───── SOURCE TEXT

2012-01-17 Thread Haluk Karamete
Back to this session expiration...

that old quote said...
begin
The default behaviour for sessions is to keep a session open
indefinitely and only to expire a session when the browser is closed.
This behaviour can be changed in the php.ini file by altering the
line:

session.cookie_lifetime = 0
If you wanted the session to finish in 5 minutes you would set this to:
session.cookie_lifetime = 300.
end

Reflecting on this a little more, I got interested in the part that
says The default behaviour for sessions is to keep a session open
indefinitely and only to expire a session when the browser is closed.

How would do the server know that a browser is closed? No browser
sends such a data to a server.

If you re-open your browser, sure you will get asked to relogin (
cause that session id cookie is gone ) but that does not mean that old
session data has been erased form the server. How could it?  The only
way for that to happen is to run session_destroy programmatically but
for that your users has to click on a link. Certainly, closing a
browser won't cause that!

──────────
───── EXTRACTED MATERIAL

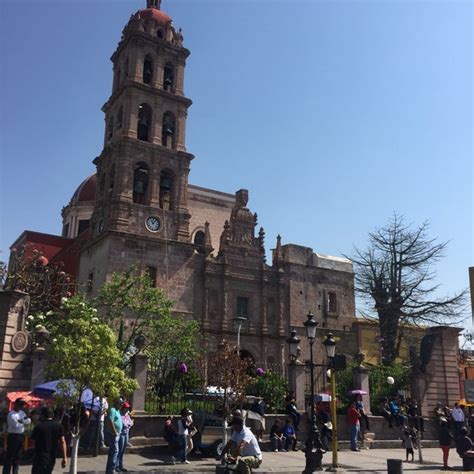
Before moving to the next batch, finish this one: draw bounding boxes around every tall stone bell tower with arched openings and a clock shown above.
[91,0,193,242]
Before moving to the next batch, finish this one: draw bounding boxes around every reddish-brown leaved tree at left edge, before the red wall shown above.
[0,245,74,313]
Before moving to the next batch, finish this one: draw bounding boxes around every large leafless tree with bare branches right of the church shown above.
[352,215,466,365]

──────────

§ **QUESTIONS TO ANSWER**
(1) Reproduce the section of the PHP session expiration post that begins with the words containing "This behaviour can" and ends with "to a server.".
(2) In the PHP session expiration post, list every PHP-specific name that appears, meaning the file name, the configuration setting, and the function.
(3) Write the next part of the post on PHP session expiration, beginning right after its final sentence.

§ **REPLIES**
(1)
This behaviour can be changed in the php.ini file by altering the
line:

session.cookie_lifetime = 0
If you wanted the session to finish in 5 minutes you would set this to:
session.cookie_lifetime = 300.
end

Reflecting on this a little more, I got interested in the part that
says The default behaviour for sessions is to keep a session open
indefinitely and only to expire a session when the browser is closed.

How would do the server know that a browser is closed? No browser
sends such a data to a server.

(2)
php.ini
session.cookie_lifetime
session_destroy

(3)
This brings the question to the following;
WHEN DOES THE SERVER KNOW THAT A USER IS REALLY GONE OR HE CLOSED HIS BROWSER?

I'm afraid session.cookie_lifetime = 0 keeps all session data ( that
is past and present ) in server memory until a server restart/stop
takes place. Correct me if I'm wrong.




On Mon, Jan 16, 2012 at 4:19 PM, Stuart Dallas stu...@3ft9.com wrote:
 On 16 Jan 2012, at 22:51, Haluk Karamete wrote:

 Hi, in ASP, sessions expire when the client does not request an asp
 page for more than 20 min. (The 20 min thing is a server level setting
 - which can be changed by IIS settings )  And sessions work out of the
 box.

 I use sessions a lot. So, most likely, I would keep that style in my
 PHP apps too.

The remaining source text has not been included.